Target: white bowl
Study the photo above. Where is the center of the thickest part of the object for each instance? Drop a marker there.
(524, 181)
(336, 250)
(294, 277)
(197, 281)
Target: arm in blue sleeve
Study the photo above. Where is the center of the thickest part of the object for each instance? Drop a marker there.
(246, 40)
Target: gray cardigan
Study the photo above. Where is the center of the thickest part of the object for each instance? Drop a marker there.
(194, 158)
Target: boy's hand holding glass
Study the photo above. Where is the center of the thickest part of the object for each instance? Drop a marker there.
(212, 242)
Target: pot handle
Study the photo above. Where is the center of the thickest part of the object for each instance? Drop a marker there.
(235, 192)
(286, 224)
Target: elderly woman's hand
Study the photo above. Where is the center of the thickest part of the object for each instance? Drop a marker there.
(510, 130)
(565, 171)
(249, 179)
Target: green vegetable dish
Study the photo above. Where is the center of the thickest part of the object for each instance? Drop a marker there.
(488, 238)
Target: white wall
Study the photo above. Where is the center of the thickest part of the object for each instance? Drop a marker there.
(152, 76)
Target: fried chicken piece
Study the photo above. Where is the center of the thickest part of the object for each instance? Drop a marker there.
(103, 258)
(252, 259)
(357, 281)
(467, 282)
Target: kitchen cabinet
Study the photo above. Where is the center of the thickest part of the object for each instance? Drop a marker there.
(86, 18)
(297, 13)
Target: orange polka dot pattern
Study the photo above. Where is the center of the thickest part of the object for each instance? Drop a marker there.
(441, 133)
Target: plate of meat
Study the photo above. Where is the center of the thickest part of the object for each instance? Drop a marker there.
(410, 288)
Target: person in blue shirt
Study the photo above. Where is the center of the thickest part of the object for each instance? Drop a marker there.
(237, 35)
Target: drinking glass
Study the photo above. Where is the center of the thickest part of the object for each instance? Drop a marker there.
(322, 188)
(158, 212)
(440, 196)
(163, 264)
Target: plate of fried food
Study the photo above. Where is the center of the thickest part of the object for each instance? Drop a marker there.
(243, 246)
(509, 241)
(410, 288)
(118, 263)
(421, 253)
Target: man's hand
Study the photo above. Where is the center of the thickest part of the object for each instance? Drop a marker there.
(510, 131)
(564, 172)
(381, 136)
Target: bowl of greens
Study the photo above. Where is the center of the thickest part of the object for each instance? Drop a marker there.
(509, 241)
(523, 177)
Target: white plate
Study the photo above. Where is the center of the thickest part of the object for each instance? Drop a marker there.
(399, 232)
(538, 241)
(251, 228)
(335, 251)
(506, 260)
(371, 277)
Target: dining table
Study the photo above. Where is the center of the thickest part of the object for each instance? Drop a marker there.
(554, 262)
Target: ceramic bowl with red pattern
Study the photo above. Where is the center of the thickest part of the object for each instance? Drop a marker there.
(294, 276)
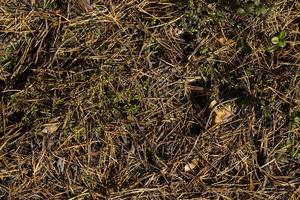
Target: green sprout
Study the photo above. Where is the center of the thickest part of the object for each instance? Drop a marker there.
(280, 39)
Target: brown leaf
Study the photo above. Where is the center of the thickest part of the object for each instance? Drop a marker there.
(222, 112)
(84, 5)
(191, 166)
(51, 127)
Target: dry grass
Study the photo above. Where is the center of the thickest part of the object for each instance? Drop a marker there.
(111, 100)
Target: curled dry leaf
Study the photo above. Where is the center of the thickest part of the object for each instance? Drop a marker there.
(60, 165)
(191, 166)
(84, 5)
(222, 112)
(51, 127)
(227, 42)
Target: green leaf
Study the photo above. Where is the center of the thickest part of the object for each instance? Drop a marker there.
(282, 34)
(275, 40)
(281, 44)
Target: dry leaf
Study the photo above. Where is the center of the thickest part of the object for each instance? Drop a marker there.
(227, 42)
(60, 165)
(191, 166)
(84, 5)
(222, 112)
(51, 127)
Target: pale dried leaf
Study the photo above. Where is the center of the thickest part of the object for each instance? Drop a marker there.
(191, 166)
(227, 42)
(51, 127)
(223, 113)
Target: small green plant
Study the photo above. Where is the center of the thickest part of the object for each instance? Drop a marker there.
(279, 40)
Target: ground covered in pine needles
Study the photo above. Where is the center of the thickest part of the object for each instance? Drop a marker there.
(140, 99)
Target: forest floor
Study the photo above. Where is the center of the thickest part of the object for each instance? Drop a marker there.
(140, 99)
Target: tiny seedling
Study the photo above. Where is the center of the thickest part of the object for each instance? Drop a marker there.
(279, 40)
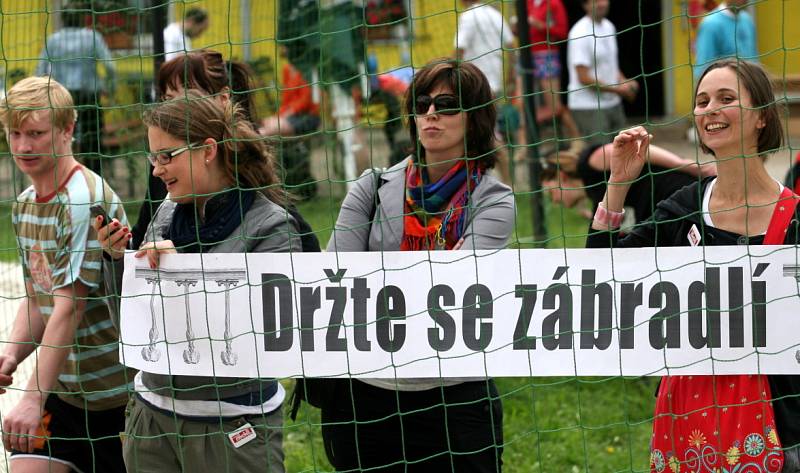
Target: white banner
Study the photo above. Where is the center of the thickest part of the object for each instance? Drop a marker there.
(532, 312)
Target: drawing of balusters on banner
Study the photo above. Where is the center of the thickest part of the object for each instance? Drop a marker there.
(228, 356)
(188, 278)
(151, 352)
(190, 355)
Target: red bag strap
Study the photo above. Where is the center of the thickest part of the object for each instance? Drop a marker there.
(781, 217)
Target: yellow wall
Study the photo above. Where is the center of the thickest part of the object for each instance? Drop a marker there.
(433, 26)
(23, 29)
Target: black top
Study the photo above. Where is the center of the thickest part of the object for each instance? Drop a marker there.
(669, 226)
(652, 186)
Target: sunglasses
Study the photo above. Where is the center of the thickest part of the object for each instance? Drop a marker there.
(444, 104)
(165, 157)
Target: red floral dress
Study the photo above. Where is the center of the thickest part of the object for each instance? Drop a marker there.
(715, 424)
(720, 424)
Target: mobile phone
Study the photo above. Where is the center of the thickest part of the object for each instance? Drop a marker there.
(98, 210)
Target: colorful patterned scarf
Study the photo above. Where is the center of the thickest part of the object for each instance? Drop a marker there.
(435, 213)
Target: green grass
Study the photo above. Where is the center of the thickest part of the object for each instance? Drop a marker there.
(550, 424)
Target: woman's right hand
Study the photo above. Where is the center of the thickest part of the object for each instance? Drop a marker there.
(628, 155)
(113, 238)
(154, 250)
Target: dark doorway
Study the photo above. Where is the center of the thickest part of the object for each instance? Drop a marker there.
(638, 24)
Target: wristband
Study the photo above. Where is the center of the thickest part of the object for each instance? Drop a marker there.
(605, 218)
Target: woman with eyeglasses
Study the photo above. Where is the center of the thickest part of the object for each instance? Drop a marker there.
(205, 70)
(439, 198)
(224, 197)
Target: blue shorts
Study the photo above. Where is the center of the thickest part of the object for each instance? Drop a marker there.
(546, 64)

════

__Aim__
Replace "Drop a marker there" with "Place a point there" throughout all of the rows above, leaving every other part of them unchanged. Give the rows without the pictures.

__Exercise solution__
Target: white bowl
Study the photo above. Where is the center of the thickest part of the object for each instance? Place a point there.
(524, 181)
(336, 250)
(294, 277)
(197, 281)
Target: arm in blue sleeve
Study the photo above. Where is the center of the thickest part of the object for each instance? Place a point there.
(246, 40)
Target: gray cardigan
Study the photo above. Where is the center of the thickest part of the object for each instance? Place a point there.
(194, 158)
Target: boy's hand holding glass
Study the photo above. Where is the center of the thickest part of the object for each instance? Place a point there.
(212, 242)
Target: pot handle
Study the photo above. Where is the center of the thickest part of the object for each instance? Place a point there.
(235, 192)
(286, 224)
Target: elderly woman's hand
Study the photo above. Where is the center of the thickest part of the object for each instance? Place a point there.
(510, 130)
(565, 171)
(249, 179)
Target: green vegetable dish
Study the photo above. Where is the center of the thickest part of the object for each instance? Place a point there.
(488, 238)
Target: white wall
Study the photo above. Where is the center of the thickest part of the object for each instance? Place a point there.
(152, 76)
Target: fried chicken piece
Study the photo above. Where is the center of the thickest part of the object for each instance? Place a point there.
(103, 258)
(252, 259)
(357, 281)
(467, 282)
Target: kitchen cabinet
Study the photo above. Where is the center of the thickest part of the object for each instance? Place a point there.
(86, 18)
(297, 13)
Target: orange polka dot pattern
Study the photo above. Where is the center of the thickest part of the object for each instance? Place a point there.
(441, 133)
Target: plate of meat
Study the photo above. Where is the center of the thickest part of the object for each instance? Place a point there.
(410, 288)
Target: person in blue shirt
Study the photo above. Where is the center of the thickest part of the object for each instance? Place a point there.
(237, 35)
Target: drinking glass
Study the photo above. Where is the center of the thickest part of the object for each instance? Place a point there.
(322, 188)
(158, 212)
(440, 196)
(163, 264)
Target: plate of fried food
Study the photo above. Where is the center of the thickest part of the object for each instance? Place a point there.
(243, 246)
(509, 241)
(410, 288)
(118, 263)
(421, 253)
Target: man's hand
Study the photo above. Where is the center of the thickest part of the object for each instance? Place a point there.
(510, 131)
(564, 172)
(381, 136)
Target: bowl of greens
Study the photo above. Where is the center of the thickest part of the object for each instance? Place a point there.
(509, 241)
(523, 177)
Target: white plate
Study the photo above. Where is the center of the thickest part of the object for each instance? Place a point there.
(399, 232)
(538, 241)
(251, 228)
(335, 251)
(506, 260)
(371, 277)
Target: dining table
Study the photo above. Where is the center of the thickest part of the object for each instance? Place a point there.
(554, 262)
Target: ceramic bowl with red pattern
Study the photo above. Where is the center of the thickest part of the object for each instance? Place a point there.
(294, 276)
Target: green sprout
Study the photo above. Where is the center of the thickest part of the object for each instance? Place a point there.
(280, 39)
Target: brown leaf
Study the photo above. Where is the center of the thickest part of the object for each instance? Place a point there.
(222, 112)
(84, 5)
(191, 166)
(51, 127)
Target: dry grass
Study the photo above. Where is the center of the thickest part of the object for each instance? Place a point there.
(111, 100)
Target: curled dry leaf
Study the photo above. Where is the center of the thickest part of the object for each instance? Place a point there.
(60, 165)
(191, 166)
(84, 5)
(222, 112)
(51, 127)
(227, 42)
Target: green leaf
Study the photo above. Where is the center of the thickest part of the object for each instance? Place a point there.
(282, 34)
(275, 40)
(281, 44)
Target: dry leaf
Study the photo above. Where is the center of the thickest part of the object for each instance? Place a point there.
(227, 42)
(60, 165)
(191, 166)
(84, 5)
(222, 112)
(51, 127)
Target: pale dried leaf
Study the photo above. Where is the center of the thickest part of the object for each instance? Place a point there.
(191, 166)
(227, 42)
(51, 127)
(223, 113)
Target: small green plant
Study the photo above. Where is the center of the thickest part of the object for each instance? Place a point there.
(279, 40)
Target: ground covered in pine needles
Study the photo above. Where is the center of the thickest part of the object for each instance? Place a point there.
(140, 99)
Target: forest floor
Study the photo above. Where is the center of the thickest part of the object for each instance? Place a point there.
(140, 99)
Target: tiny seedling
Study the photo above. Where is the center of the thickest part of the object for each instance? Place a point there.
(279, 40)
Target: white banner
Study the photo above. Where is the center of the thickest part of the object for each instance? Place a point there.
(532, 312)
Target: drawing of balusters on banner
Study the photo above. Where is the center of the thickest part of the object for each instance? Place a point there.
(228, 356)
(188, 278)
(151, 352)
(190, 355)
Target: red bag strap
Study the photo above. Where is the center of the thickest part of the object for each instance? Place a point there.
(781, 217)
Target: yellow wall
Study the photo above. Where is the center of the thickest part of the object for each instance? Place a point there.
(433, 26)
(23, 29)
Target: black top
Study the photo above. Where is the center of the thickest part of the object for each instance? Place a point there.
(669, 226)
(652, 186)
Target: sunglasses
Study the photo above. Where is the center of the thickest part of the object for each instance? Place a point there.
(444, 104)
(165, 157)
Target: red floral dress
Study the photo above. Where is the center of the thickest part of the object for each instance? Place a point there.
(715, 424)
(720, 424)
Target: mobile phone
Study the photo above. Where is the center of the thickest part of the object for each instance? Place a point there.
(98, 210)
Target: colorful patterned scarf
Study the photo above. Where is the center of the thickest part of the object for each instance? Place a point there.
(435, 213)
Target: green grass
Study the photo above. Where is the center of the thickest part of the object for each instance? Place a point there.
(550, 424)
Target: woman's right hand
Study the photo above. Where is the center of the thickest part of the object for each instance? Place a point there.
(628, 155)
(113, 238)
(154, 250)
Target: dark doorway
Study the photo above. Where is the center of the thickest part of the object for each instance? Place a point there.
(638, 24)
Target: wristband
Study the photo above. Where is the center of the thickest part of the object for each instance? Place a point there.
(605, 218)
Target: woman with eyeglasses
Study the photo above. Where is the center of the thickest part of the object for each instance? Place a point there.
(205, 70)
(439, 198)
(224, 197)
Target: blue shorts
Study the photo above. Where is the center of the thickest part of the object for each instance? Place a point there.
(546, 64)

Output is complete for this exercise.